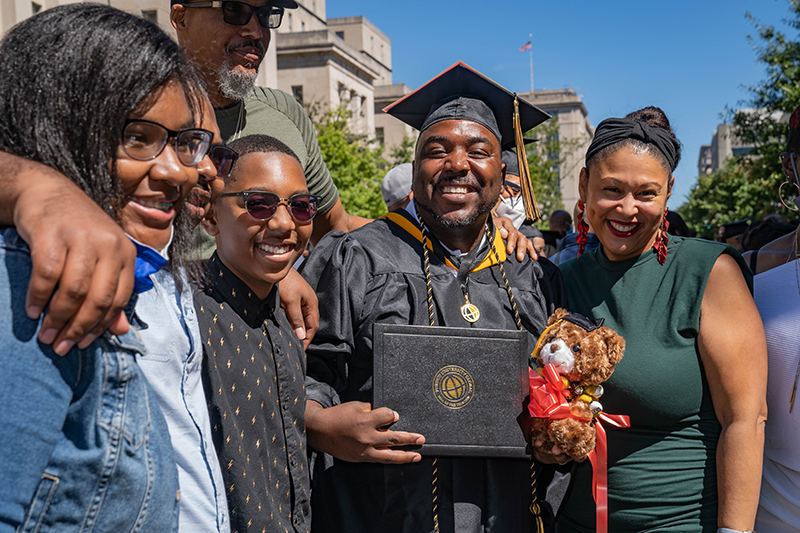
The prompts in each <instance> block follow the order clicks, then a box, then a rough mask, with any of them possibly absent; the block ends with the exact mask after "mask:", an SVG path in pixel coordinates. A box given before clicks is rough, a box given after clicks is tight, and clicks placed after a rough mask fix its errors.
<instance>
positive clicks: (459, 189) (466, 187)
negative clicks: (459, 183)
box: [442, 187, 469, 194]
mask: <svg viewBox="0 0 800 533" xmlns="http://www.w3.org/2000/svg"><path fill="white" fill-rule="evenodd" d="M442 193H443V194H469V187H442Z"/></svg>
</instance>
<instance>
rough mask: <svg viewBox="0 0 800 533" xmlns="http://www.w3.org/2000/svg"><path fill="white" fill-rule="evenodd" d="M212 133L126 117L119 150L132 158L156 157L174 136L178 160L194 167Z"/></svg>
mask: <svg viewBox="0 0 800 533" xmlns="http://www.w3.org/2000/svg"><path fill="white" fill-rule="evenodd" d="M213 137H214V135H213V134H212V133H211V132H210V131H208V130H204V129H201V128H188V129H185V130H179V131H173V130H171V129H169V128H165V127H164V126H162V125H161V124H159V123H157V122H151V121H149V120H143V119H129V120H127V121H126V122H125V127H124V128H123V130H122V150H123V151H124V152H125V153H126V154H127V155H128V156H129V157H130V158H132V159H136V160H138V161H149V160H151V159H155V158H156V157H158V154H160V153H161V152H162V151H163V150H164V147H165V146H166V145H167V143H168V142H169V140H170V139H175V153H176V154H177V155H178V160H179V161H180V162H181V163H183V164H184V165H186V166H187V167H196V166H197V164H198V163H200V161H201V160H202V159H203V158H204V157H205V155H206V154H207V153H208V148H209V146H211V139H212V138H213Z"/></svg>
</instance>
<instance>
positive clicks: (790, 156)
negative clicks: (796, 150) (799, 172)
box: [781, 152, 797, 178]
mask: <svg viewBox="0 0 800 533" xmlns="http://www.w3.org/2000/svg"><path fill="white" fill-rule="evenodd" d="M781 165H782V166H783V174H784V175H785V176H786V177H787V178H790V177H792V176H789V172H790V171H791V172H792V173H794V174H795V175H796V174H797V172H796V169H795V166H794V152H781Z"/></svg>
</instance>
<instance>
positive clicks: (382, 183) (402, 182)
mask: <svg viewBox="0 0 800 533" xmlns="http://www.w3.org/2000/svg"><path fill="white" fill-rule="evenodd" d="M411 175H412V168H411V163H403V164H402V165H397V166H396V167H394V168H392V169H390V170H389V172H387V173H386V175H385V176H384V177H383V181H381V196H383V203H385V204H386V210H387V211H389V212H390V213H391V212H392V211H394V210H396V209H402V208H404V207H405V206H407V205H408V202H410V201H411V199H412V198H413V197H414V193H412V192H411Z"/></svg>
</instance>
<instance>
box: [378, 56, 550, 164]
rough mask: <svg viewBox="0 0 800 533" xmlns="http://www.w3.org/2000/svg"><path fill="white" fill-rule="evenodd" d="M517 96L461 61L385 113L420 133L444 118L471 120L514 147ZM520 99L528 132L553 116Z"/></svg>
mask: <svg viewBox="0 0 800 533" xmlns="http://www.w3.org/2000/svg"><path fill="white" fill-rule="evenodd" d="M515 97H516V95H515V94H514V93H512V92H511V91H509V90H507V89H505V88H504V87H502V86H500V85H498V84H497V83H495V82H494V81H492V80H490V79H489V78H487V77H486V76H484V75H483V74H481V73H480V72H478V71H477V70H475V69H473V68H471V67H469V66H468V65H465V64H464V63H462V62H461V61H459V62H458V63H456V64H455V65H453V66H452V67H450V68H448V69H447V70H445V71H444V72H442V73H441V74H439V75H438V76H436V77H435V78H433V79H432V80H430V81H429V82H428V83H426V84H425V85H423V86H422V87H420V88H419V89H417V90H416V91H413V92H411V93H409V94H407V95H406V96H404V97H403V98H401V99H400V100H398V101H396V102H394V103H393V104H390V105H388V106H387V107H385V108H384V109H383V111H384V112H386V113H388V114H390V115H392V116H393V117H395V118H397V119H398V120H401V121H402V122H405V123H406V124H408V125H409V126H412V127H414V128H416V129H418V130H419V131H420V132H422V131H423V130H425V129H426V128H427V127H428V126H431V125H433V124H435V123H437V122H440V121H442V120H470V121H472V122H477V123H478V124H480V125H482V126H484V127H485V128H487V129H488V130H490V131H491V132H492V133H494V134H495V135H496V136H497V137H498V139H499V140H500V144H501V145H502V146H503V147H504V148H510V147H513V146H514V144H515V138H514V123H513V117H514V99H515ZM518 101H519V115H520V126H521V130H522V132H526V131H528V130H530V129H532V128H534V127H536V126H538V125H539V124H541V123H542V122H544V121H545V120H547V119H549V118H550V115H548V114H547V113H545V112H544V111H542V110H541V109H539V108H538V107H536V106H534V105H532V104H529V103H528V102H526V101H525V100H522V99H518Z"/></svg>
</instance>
+ + +
> [What you are asked to do]
Repeat the records above word for word, apart from the pictures.

> [Response]
The prompts in each <instance> block follow the order clicks, then a box, then a rough mask, with any of them possibly absent; the block ends with the exact mask after "mask:", an SVG path in pixel coordinates. A box given before clicks is rough, a box given after clicks is tight, and clicks placed after a rough mask fix its errors.
<instance>
positive clicks: (459, 189) (466, 187)
negative clicks: (459, 183)
box: [442, 187, 469, 194]
mask: <svg viewBox="0 0 800 533" xmlns="http://www.w3.org/2000/svg"><path fill="white" fill-rule="evenodd" d="M442 193H443V194H469V187H442Z"/></svg>
</instance>
<instance>
rough mask: <svg viewBox="0 0 800 533" xmlns="http://www.w3.org/2000/svg"><path fill="white" fill-rule="evenodd" d="M212 133L126 117L119 150L132 158L156 157L174 136L178 160L194 167Z"/></svg>
mask: <svg viewBox="0 0 800 533" xmlns="http://www.w3.org/2000/svg"><path fill="white" fill-rule="evenodd" d="M213 137H214V135H213V134H212V133H211V132H210V131H208V130H204V129H201V128H188V129H185V130H179V131H173V130H171V129H169V128H165V127H164V126H162V125H161V124H159V123H157V122H151V121H149V120H143V119H129V120H127V121H126V122H125V127H124V128H123V130H122V150H123V151H124V152H125V153H126V154H127V155H128V156H129V157H130V158H132V159H136V160H138V161H149V160H151V159H155V158H156V157H158V154H160V153H161V152H162V151H163V150H164V147H165V146H166V145H167V143H168V142H169V140H170V139H175V153H176V154H177V155H178V160H179V161H180V162H181V163H183V164H184V165H186V166H187V167H196V166H197V164H198V163H200V161H201V160H202V159H203V158H204V157H205V155H206V154H207V153H208V148H209V146H211V139H212V138H213Z"/></svg>
</instance>
<instance>
positive clicks: (790, 156)
negative clicks: (796, 150) (799, 172)
box: [781, 152, 797, 178]
mask: <svg viewBox="0 0 800 533" xmlns="http://www.w3.org/2000/svg"><path fill="white" fill-rule="evenodd" d="M781 165H782V166H783V174H784V175H785V176H786V177H787V178H790V177H792V176H789V172H790V171H791V172H792V173H794V174H795V175H796V174H797V172H796V169H795V166H794V152H781Z"/></svg>
</instance>
<instance>
positive clicks: (382, 183) (402, 182)
mask: <svg viewBox="0 0 800 533" xmlns="http://www.w3.org/2000/svg"><path fill="white" fill-rule="evenodd" d="M411 175H412V168H411V163H403V164H402V165H397V166H396V167H394V168H392V169H390V170H389V172H387V173H386V175H385V176H384V177H383V181H381V196H383V203H385V204H386V210H387V211H389V212H390V213H391V212H392V211H394V210H396V209H402V208H404V207H405V206H407V205H408V202H410V201H411V199H412V198H413V197H414V193H412V192H411Z"/></svg>
</instance>
<instance>
box: [378, 56, 550, 164]
rough mask: <svg viewBox="0 0 800 533" xmlns="http://www.w3.org/2000/svg"><path fill="white" fill-rule="evenodd" d="M517 96L461 61L385 113L420 133L444 118L471 120L514 147ZM520 99L528 132L553 116Z"/></svg>
mask: <svg viewBox="0 0 800 533" xmlns="http://www.w3.org/2000/svg"><path fill="white" fill-rule="evenodd" d="M515 97H516V95H515V94H514V93H512V92H511V91H509V90H507V89H505V88H504V87H502V86H500V85H498V84H497V83H495V82H494V81H492V80H490V79H489V78H487V77H486V76H484V75H483V74H481V73H480V72H478V71H477V70H475V69H473V68H471V67H469V66H468V65H465V64H464V63H462V62H461V61H459V62H458V63H456V64H455V65H453V66H452V67H450V68H448V69H447V70H445V71H444V72H442V73H441V74H439V75H438V76H436V77H435V78H433V79H432V80H430V81H429V82H428V83H426V84H425V85H423V86H422V87H420V88H419V89H417V90H416V91H413V92H411V93H409V94H407V95H406V96H404V97H403V98H401V99H400V100H398V101H396V102H394V103H393V104H390V105H388V106H387V107H385V108H384V109H383V111H384V112H386V113H388V114H390V115H392V116H393V117H395V118H397V119H398V120H401V121H402V122H405V123H406V124H408V125H409V126H412V127H414V128H416V129H418V130H419V131H420V132H422V131H423V130H425V129H426V128H427V127H428V126H431V125H433V124H435V123H437V122H440V121H442V120H470V121H472V122H477V123H478V124H480V125H482V126H484V127H485V128H487V129H488V130H490V131H491V132H492V133H494V134H495V135H496V136H497V137H498V139H499V140H500V144H501V145H502V146H503V147H504V148H510V147H513V146H514V144H515V138H514V123H513V117H514V99H515ZM518 101H519V115H520V126H521V130H522V132H526V131H528V130H530V129H532V128H534V127H536V126H538V125H539V124H541V123H542V122H544V121H545V120H547V119H549V118H550V115H548V114H547V113H545V112H544V111H542V110H541V109H539V108H538V107H536V106H534V105H532V104H529V103H528V102H526V101H525V100H522V99H518Z"/></svg>
</instance>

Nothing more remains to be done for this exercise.